Attività da svolgere:
a: Riscrivi il passo del testo sulle malattie ossee rare che comincia con "Come già detto, non" e prosegue fino a "comunque molto attiva.", ribattezzando "Medusa" con il nome "Gorgone".
b: Nel paragrafo del testo sulle malattie ossee rare che inizia con "Con la radiologia", individua tutti gli esami e le tecniche d'indagine citati ed elencali.
c: Rispondi alle seguenti domande sul testo sulle malattie ossee rare.
(i) Quale delle tre sorelle Gorgoni è l'unica mortale?
(ii) Quale terapia si è rivelata controproducente?
(iii) A che cosa sono costretti i malati di FOP nell'ultimo decennio della loro vita?

La sola clinica non è sufficiente per poter porre diagnosi di queste rare malattie ossee, a meno che le stesse non siano già ad uno stadio molto avanzato: certamente non deve essere trascurato il dettaglio delle malformazioni congenite degli alluci spesso presenti nella FOP, ma come già accennato questo dettaglio può soltanto dare un primario orientamento. Nella PHO la clinica ha un suo iniziale (ma limitato) ruolo diagnostico solo quando compaiono francamente le placche ossee.
Con la radiologia si riesce ad avere più informazioni relativamente alla condizione di muscoli e tendini, informazioni che poi la TC e la RM descrivono più nel dettaglio. A volte potrebbe essere necessario eseguire biopsie per escludere altre condizioni, ma le stesse spesso non vengono effettuate se c’è il sospetto della malattia per evitare il rischio di riacutizzazioni (anche la POH, pur non presentando riacutizzazioni, vede un certo peggioramento nel suo decorso dopo l’attuazione della biopsia). La diagnosi definitiva viene posta tramite analisi genetica, tuttavia (complice il fatto che ancora non esiste un test prenatale) spesso l’esito è tardivo.
Come già detto, non c’è ancora un Perseo che possa sconfiggere questa potente Medusa; ma, sempre rimanendo nella metafora di questo mito, non dev’essere dimenticato che, nonostante le varie differenze nelle versioni della storia, tra le tre sorelle Gorgoni l’unica mortale è Medusa. È quindi un bersaglio che si può potenzialmente sconfiggere una volta individuatone i punti deboli.
Proprio in questo risiede l’importanza della ricerca medica, paradossalmente poco finanziata in questo ambito (data la rarità delle due malattie), ma comunque molto attiva.
Malgrado ciò, allo stato attuale non esistono terapie efficaci: il trapianto di midollo osseo si è rivelato controproducente.
Quello che si può fare è cercare di gestire le condizioni in cui il paziente si trova a vivere, in modo da evitare urti improvvisi (deleteri per la FOP), prevenire sovra infezioni, e trattare il dolore (frequente soprattutto nelle fasi terminali e nelle riacutizzazioni) attraverso l’utilizzo di varie classi di farmaci analgesici ed eventualmente con la radioterapia. Importante infine la gestione umana: spesso questi pazienti rischiano la solitudine, tendono ad isolarsi e vengono isolati a causa degli handicap provocati dalla loro condizione (i malati di FOP, ad esempio, nell’ultimo decennio della loro breve vita sono costretti alla sedia a rotelle). Oltre alla vicinanza dei familiari, sono provvidenziali in tal senso le associazioni che si occupano specificatamente della cura di questi pazienti, in modo che gli stessi abbiano un’esistenza il più possibile serena.

Dati forniti:
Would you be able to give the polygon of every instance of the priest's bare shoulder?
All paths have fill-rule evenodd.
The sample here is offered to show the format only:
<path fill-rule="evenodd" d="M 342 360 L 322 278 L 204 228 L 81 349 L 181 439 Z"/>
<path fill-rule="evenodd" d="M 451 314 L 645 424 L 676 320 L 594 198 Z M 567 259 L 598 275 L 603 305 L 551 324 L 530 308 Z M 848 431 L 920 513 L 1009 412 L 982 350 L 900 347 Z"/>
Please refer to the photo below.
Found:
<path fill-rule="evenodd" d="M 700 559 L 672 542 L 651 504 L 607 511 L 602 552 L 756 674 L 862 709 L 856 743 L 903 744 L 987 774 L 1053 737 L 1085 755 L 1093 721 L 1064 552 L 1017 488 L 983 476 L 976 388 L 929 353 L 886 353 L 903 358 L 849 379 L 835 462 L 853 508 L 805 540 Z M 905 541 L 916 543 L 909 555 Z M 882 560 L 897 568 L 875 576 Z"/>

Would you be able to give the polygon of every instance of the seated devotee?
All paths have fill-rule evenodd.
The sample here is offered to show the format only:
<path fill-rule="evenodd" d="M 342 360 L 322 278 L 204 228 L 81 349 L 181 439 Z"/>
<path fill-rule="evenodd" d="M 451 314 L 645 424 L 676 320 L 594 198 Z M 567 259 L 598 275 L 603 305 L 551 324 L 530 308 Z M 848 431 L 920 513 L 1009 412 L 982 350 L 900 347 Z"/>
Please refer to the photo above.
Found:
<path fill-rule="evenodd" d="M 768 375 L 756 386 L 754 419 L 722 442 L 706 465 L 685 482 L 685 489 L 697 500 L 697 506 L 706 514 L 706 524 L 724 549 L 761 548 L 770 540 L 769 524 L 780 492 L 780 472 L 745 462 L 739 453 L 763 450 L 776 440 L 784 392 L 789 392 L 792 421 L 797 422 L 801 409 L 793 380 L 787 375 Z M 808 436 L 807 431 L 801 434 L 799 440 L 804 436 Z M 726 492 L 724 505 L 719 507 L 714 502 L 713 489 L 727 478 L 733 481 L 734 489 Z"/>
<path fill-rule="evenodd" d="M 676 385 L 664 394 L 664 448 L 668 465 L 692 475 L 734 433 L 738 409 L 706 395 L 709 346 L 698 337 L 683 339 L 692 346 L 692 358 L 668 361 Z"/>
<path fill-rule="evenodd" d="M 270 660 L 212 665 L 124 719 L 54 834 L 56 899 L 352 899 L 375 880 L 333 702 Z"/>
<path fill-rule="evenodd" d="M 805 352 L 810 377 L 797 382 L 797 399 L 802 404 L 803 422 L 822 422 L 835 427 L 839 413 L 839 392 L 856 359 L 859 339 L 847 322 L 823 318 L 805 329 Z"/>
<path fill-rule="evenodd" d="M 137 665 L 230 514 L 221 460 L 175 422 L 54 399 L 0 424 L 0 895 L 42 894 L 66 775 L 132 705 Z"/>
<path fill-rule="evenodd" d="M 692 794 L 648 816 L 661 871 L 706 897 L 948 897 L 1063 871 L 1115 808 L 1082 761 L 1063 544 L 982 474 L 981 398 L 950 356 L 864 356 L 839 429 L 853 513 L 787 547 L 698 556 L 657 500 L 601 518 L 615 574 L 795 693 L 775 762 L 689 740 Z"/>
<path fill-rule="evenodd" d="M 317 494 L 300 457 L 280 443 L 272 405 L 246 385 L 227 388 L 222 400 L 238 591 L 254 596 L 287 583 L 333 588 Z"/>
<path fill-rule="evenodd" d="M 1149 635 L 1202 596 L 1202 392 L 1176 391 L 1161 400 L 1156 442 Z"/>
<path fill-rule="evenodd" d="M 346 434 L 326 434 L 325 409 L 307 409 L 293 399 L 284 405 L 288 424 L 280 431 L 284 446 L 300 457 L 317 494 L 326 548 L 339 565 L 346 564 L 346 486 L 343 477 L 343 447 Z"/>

Risultati delle attività:
a:
Come già detto, non c’è ancora un Perseo che possa sconfiggere questa potente Gorgone; ma, sempre rimanendo nella metafora di questo mito, non dev’essere dimenticato che, nonostante le varie differenze nelle versioni della storia, tra le tre sorelle Gorgoni l’unica mortale è Gorgone. È quindi un bersaglio che si può potenzialmente sconfiggere una volta individuatone i punti deboli.
Proprio in questo risiede l’importanza della ricerca medica, paradossalmente poco finanziata in questo ambito (data la rarità delle due malattie), ma comunque molto attiva.

b:
- Radiologia
- TC
- RM
- Biopsia
- Analisi genetica

c:
(i) Medusa.
(ii) Il trapianto di midollo osseo.
(iii) Alla sedia a rotelle.